Segmentation annotation items:
________________________________________
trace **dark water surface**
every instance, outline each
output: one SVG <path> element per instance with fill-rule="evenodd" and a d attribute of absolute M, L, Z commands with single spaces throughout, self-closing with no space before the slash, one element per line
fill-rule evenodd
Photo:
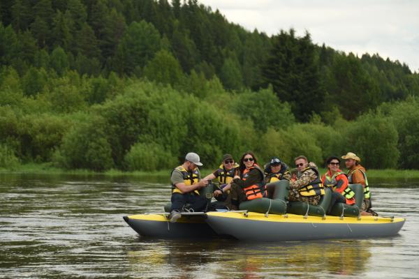
<path fill-rule="evenodd" d="M 407 219 L 394 237 L 252 243 L 139 237 L 122 216 L 170 199 L 145 180 L 0 174 L 0 278 L 419 277 L 418 181 L 372 187 L 376 211 Z"/>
________________________________________
■ WORK INSTRUCTIONS: Reproduce the items above with "dark water surface" replaced by "calm water surface" and everything else unchanged. Leave the pictures out of your answer.

■ TASK SOLUTION:
trace **calm water surface**
every instance, outline each
output: one SVG <path> element per instance with fill-rule="evenodd" and a d attribute of absolute M, L, Z commands with single spaces throughout, self-closing with no space before the slash, one element per line
fill-rule evenodd
Photo:
<path fill-rule="evenodd" d="M 407 219 L 394 237 L 252 243 L 139 237 L 122 216 L 170 199 L 145 180 L 0 174 L 0 278 L 419 277 L 418 181 L 372 187 L 376 211 Z"/>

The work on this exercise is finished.